▶ TASK DESCRIPTION
Put the stretch of lines from the one containing "Annotate each instance of the distant" through the one containing "x=148 y=119" into a JSON list of strings, one string per line, with blank lines omitted.

Dataset entries:
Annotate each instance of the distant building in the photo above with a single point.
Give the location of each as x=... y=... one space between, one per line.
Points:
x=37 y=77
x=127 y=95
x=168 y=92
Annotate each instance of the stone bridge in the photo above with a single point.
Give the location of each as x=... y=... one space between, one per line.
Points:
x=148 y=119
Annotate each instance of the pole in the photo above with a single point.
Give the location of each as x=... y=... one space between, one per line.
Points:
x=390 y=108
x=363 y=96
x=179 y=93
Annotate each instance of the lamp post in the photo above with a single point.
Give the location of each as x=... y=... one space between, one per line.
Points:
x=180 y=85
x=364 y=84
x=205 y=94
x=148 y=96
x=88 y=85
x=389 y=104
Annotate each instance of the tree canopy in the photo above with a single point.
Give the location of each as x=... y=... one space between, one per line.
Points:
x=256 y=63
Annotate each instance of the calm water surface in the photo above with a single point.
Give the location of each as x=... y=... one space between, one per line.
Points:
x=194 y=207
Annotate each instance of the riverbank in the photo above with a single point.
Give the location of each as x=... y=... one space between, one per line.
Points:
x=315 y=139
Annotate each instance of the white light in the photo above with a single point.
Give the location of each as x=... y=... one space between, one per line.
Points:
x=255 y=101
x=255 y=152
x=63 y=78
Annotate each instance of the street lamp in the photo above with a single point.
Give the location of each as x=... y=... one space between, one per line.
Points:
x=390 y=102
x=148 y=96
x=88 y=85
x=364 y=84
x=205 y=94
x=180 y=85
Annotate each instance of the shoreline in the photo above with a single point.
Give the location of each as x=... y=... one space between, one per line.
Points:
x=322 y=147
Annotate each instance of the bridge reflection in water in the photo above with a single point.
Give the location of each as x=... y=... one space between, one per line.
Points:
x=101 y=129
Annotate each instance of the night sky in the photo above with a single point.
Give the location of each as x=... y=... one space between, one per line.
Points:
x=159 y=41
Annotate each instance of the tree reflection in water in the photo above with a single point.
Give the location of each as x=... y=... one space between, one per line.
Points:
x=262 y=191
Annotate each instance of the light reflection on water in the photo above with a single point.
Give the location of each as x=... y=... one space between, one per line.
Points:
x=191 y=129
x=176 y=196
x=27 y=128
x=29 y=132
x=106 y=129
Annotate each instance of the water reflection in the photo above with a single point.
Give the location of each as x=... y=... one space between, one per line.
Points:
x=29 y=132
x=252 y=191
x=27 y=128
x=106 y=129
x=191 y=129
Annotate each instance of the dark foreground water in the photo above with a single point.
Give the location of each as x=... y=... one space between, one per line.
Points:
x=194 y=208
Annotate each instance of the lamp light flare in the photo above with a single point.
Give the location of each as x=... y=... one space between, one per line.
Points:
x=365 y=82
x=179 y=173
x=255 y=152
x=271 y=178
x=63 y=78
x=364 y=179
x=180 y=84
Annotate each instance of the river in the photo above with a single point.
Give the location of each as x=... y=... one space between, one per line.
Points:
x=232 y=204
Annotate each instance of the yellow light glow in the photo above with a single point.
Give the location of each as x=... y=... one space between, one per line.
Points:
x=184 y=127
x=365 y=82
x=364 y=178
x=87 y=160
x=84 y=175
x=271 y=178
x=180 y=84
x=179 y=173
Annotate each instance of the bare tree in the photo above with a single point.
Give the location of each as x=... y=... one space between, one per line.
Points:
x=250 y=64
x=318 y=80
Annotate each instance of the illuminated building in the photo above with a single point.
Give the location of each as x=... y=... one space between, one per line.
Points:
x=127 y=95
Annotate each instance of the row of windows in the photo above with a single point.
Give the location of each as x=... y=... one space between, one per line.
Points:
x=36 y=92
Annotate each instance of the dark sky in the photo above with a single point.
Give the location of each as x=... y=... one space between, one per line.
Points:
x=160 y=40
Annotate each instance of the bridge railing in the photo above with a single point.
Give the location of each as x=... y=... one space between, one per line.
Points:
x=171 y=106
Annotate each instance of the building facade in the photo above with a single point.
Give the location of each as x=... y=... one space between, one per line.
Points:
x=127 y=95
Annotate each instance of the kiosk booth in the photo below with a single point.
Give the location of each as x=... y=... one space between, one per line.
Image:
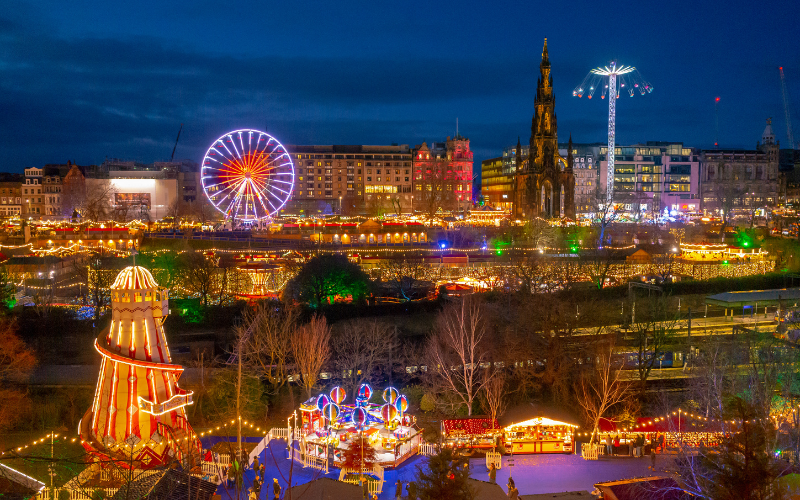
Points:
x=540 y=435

---

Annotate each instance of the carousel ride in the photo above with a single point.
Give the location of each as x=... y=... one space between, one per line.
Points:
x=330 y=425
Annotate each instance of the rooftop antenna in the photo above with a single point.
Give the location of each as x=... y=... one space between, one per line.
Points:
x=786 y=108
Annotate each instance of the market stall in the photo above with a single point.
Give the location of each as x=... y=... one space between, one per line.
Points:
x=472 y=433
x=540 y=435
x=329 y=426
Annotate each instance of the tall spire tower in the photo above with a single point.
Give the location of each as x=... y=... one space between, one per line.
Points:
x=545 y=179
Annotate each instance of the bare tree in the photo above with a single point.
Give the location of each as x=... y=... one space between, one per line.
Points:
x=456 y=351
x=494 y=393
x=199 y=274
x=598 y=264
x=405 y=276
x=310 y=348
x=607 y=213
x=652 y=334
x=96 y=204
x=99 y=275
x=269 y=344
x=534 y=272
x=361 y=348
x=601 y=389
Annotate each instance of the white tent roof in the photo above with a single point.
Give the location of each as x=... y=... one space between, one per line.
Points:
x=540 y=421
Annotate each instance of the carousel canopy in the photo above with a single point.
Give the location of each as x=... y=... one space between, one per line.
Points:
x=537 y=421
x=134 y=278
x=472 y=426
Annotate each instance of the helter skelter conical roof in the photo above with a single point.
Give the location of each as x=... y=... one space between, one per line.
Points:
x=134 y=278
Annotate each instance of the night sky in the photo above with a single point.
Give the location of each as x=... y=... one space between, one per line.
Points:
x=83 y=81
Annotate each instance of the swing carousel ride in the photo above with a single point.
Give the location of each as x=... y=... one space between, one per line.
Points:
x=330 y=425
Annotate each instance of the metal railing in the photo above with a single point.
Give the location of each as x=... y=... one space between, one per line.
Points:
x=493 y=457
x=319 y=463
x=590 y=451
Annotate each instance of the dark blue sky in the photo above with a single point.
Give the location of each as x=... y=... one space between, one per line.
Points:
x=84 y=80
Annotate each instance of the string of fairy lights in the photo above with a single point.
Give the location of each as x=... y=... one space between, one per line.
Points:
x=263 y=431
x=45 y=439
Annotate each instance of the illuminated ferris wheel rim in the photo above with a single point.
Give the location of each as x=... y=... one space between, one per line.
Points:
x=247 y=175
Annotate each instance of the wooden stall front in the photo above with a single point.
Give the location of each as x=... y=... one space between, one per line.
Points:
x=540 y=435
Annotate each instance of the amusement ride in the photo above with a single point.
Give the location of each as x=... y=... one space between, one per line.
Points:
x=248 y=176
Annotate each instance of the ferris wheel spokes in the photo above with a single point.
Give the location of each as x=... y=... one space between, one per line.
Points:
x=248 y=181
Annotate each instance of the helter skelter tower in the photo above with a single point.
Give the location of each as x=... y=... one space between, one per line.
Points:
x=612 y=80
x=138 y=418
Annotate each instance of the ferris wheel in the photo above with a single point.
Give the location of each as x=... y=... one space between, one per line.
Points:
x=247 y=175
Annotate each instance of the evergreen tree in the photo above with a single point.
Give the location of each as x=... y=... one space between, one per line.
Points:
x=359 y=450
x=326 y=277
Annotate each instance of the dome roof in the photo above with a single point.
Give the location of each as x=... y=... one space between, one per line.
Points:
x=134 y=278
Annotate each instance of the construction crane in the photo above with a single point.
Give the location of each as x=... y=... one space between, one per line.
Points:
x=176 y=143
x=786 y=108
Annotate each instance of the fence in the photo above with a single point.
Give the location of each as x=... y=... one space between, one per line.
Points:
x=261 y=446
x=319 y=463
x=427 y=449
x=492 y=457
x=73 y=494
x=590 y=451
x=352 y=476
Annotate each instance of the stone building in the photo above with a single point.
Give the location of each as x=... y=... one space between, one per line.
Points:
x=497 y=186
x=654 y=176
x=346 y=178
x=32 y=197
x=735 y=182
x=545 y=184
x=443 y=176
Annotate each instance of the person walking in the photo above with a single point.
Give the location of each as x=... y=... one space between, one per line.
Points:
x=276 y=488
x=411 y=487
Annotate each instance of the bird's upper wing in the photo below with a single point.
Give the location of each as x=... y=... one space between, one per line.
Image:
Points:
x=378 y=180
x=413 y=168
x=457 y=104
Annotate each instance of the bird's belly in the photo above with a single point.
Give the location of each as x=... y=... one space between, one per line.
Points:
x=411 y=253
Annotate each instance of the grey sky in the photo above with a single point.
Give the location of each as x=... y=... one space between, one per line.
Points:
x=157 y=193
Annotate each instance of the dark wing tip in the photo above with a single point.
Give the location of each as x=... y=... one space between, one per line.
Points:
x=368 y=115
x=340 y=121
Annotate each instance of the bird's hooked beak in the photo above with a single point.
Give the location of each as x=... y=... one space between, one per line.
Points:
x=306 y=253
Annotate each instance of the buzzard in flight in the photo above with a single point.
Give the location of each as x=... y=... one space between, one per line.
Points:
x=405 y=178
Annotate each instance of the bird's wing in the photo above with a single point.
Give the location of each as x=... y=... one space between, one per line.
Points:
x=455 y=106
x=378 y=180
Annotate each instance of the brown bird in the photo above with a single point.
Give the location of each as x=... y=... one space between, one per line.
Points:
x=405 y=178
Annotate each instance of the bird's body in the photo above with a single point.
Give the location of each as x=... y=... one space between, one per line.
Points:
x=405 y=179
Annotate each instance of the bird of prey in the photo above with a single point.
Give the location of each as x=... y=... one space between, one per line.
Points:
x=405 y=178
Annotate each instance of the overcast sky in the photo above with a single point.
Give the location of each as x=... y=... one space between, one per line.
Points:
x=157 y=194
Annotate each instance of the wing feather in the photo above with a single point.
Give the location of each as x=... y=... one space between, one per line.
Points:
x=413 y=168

==

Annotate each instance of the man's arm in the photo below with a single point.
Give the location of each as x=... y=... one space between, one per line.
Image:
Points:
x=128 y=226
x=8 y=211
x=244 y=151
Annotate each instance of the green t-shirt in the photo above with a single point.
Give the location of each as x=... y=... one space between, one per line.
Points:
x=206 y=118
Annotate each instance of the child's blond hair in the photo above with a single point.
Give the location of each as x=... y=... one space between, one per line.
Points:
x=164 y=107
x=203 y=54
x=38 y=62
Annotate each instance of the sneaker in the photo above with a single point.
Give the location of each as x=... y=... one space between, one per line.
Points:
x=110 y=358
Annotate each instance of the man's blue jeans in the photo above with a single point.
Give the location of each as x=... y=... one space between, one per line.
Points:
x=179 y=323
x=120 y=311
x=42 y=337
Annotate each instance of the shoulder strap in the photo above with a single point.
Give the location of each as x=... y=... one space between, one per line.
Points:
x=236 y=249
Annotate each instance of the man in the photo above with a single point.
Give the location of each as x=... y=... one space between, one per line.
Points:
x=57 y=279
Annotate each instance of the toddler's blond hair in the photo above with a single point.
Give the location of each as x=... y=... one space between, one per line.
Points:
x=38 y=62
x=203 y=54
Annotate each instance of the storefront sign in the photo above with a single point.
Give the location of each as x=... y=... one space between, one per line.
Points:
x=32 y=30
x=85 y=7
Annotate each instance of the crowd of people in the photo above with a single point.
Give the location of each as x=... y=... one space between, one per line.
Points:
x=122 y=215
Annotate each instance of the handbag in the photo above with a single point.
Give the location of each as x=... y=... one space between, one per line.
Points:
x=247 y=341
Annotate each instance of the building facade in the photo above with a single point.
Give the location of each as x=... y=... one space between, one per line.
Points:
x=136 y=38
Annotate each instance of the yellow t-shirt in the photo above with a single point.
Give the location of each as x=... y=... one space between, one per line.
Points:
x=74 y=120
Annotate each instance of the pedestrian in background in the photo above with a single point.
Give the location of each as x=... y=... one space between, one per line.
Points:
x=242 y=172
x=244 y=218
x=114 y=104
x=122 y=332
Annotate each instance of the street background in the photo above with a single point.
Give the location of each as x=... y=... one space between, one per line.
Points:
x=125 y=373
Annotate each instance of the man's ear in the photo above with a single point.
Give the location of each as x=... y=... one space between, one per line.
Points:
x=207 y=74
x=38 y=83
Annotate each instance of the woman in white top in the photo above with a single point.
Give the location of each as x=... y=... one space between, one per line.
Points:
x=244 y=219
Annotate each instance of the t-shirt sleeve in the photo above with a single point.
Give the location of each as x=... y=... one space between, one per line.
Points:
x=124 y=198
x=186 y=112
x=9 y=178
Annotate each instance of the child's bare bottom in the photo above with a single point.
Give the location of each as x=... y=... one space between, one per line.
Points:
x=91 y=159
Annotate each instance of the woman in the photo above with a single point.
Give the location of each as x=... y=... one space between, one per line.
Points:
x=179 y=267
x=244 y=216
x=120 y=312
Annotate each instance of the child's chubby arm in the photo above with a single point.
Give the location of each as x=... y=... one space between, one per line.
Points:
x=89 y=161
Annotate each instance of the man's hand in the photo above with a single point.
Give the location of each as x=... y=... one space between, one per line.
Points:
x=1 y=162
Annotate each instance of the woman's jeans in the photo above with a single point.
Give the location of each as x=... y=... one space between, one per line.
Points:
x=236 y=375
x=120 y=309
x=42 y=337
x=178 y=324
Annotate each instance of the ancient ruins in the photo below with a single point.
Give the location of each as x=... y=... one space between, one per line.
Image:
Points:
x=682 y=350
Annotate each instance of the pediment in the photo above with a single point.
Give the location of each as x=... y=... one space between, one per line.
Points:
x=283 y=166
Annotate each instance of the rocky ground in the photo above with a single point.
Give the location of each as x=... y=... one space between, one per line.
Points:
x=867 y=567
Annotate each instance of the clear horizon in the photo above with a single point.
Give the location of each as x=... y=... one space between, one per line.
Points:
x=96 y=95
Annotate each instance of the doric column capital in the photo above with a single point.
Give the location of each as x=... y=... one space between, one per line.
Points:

▶ TASK ANSWER
[
  "Annotate each instance of the distant building in the photo above with a single point.",
  "Give the location of each as x=... y=... one space between, one per line.",
  "Points:",
  "x=37 y=77",
  "x=127 y=95",
  "x=168 y=92",
  "Annotate each instance of the stone bridge in the photo above with a single point.",
  "Give the location of each as x=... y=... one space between, one per line.",
  "Points:",
  "x=148 y=119"
]